[Raw records]
:::::

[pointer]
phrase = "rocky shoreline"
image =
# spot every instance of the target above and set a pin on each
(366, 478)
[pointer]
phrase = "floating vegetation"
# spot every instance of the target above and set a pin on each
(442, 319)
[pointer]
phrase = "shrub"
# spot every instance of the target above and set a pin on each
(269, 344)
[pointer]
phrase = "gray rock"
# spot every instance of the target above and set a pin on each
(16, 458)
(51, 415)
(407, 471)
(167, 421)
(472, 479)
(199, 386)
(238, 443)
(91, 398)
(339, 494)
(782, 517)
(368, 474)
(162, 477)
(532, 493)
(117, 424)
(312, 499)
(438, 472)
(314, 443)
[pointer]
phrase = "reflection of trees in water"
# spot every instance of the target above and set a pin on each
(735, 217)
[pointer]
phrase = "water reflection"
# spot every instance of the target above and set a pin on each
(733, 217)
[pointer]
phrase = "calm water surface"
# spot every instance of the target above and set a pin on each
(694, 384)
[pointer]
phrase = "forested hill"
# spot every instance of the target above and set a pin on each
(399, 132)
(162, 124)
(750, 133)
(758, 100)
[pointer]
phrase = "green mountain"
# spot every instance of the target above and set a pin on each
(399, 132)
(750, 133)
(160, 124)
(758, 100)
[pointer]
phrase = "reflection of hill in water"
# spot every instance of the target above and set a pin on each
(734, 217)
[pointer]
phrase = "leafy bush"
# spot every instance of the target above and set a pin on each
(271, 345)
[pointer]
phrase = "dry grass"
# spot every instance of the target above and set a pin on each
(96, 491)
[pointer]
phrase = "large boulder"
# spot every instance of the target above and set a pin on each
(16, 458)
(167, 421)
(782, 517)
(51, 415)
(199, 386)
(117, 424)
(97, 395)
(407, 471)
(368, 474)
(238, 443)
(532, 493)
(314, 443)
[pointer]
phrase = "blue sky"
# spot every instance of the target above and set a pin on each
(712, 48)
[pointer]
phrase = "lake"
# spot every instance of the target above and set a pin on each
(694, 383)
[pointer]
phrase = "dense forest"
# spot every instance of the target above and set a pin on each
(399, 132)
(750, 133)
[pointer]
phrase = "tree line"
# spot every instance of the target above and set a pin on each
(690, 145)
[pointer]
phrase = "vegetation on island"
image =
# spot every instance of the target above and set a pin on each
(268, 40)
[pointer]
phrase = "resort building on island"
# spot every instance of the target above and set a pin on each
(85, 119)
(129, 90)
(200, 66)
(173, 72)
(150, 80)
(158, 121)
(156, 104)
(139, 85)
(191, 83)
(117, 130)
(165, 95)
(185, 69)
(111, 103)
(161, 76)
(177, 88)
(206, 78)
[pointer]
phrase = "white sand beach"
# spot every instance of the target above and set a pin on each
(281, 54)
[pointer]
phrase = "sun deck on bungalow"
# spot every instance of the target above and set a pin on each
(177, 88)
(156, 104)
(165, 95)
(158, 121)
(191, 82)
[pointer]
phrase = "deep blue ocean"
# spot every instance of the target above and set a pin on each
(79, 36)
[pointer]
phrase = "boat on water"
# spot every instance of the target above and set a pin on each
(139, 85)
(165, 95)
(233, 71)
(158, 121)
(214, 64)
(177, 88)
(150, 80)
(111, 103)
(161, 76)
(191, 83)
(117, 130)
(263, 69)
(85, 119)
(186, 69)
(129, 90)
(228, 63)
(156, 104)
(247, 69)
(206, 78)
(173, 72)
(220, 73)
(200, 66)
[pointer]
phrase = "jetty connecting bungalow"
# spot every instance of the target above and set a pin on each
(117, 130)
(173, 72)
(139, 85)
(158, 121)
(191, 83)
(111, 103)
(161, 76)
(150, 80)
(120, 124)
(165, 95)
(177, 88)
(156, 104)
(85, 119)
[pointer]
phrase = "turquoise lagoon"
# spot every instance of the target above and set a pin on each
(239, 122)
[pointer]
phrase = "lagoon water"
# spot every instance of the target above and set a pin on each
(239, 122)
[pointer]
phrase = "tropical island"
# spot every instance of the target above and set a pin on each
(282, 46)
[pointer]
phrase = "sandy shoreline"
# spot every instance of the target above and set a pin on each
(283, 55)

:::::

▶ What you will do
Reproduce the entries above in full by retyping them exactly.

▶ Answer to this task
[pointer]
phrase = "rocky shoreline"
image =
# spot every instance of the target above and set a pin on each
(366, 478)
[pointer]
phrase = "floating vegetation"
# spot every instance of the target above and set a pin on each
(442, 319)
[pointer]
phrase = "shrub"
# spot every instance of the target above and set a pin on each
(269, 344)
[pointer]
phrase = "gray rock"
# spot every instance of the target above and set a pin on each
(16, 458)
(51, 415)
(407, 471)
(167, 421)
(472, 479)
(199, 386)
(238, 443)
(91, 398)
(339, 494)
(782, 517)
(368, 474)
(162, 477)
(532, 493)
(117, 424)
(312, 499)
(438, 472)
(314, 443)
[pointer]
phrase = "reflection of trees in water"
# spot every instance of the target above and set a pin on each
(735, 217)
[pointer]
phrase = "water reflection"
# spot every instance of the target above and set a pin on each
(733, 217)
[pointer]
phrase = "calm water surface"
# spot every instance of the target above and set a pin on each
(694, 384)
[pointer]
phrase = "forested hill"
# spot every instance of the target above and set a pin on each
(399, 132)
(162, 124)
(750, 133)
(758, 100)
[pointer]
phrase = "green mountain"
# spot every instance of the target above and set a pin on each
(399, 132)
(750, 133)
(160, 124)
(758, 100)
[pointer]
phrase = "reflection of hill in water"
# spot every instance of the target above and set a pin on each
(734, 217)
[pointer]
phrase = "leafy bush"
# spot every instance of the target above and set a pin on each
(271, 345)
[pointer]
phrase = "dry grass"
# spot every instance of the target above and set a pin on each
(96, 491)
[pointer]
phrase = "large boulder"
# spot every instance of the target above and set a pin on each
(16, 458)
(167, 421)
(782, 517)
(51, 415)
(199, 386)
(117, 424)
(97, 395)
(407, 471)
(368, 474)
(238, 443)
(532, 493)
(314, 443)
[pointer]
phrase = "blue sky"
# spot every instance of the target above and set a pin on each
(712, 48)
[pointer]
phrase = "lake"
# spot every instance of the target above and set a pin on each
(694, 383)
[pointer]
phrase = "dense forest"
# spot every instance of the target above and set a pin on each
(399, 132)
(750, 133)
[pointer]
phrase = "tree line"
# spot every instance of the target above and set a pin on each
(690, 145)
[pointer]
phrase = "vegetation on island"
image =
# spot every instance of the target above and set a pin on each
(268, 40)
[pointer]
phrase = "resort building on island"
# spot every instance of the target above and set a pin on each
(85, 119)
(129, 90)
(200, 66)
(173, 72)
(150, 80)
(158, 121)
(156, 104)
(139, 85)
(191, 83)
(117, 130)
(165, 95)
(185, 69)
(111, 103)
(161, 76)
(177, 88)
(206, 78)
[pointer]
phrase = "white sand beach"
# spot every instance of the target above and set a pin on each
(281, 54)
[pointer]
phrase = "sun deck on bungalow"
# spot every instance of the target above and set a pin on each
(177, 88)
(156, 104)
(165, 95)
(158, 121)
(191, 82)
[pointer]
phrase = "deep blue ocean"
# spot every instance of the target above and set a pin on each
(79, 36)
[pointer]
phrase = "boat on water"
# spot every instance of the target above and set a pin on each
(139, 85)
(165, 95)
(233, 71)
(158, 121)
(214, 64)
(177, 88)
(150, 80)
(111, 103)
(161, 76)
(191, 83)
(117, 130)
(263, 69)
(85, 119)
(186, 69)
(129, 90)
(228, 63)
(156, 104)
(247, 69)
(206, 78)
(173, 72)
(220, 73)
(200, 66)
[pointer]
phrase = "jetty connecting bungalow"
# spot every instance of the target above and set a pin on each
(117, 130)
(173, 72)
(139, 85)
(158, 121)
(191, 83)
(111, 103)
(161, 76)
(150, 80)
(120, 124)
(165, 95)
(177, 88)
(156, 104)
(85, 119)
[pointer]
phrase = "turquoise lagoon"
# spot every instance of the target above and set a pin on each
(239, 122)
[pointer]
phrase = "lagoon water"
# spot every instance of the target above and set a pin on each
(239, 122)
[pointer]
phrase = "tropical island"
# spot every instance of the target above and set a pin on each
(282, 46)
[pointer]
phrase = "sandy shoreline"
# spot every instance of the target above and set a pin on each
(283, 55)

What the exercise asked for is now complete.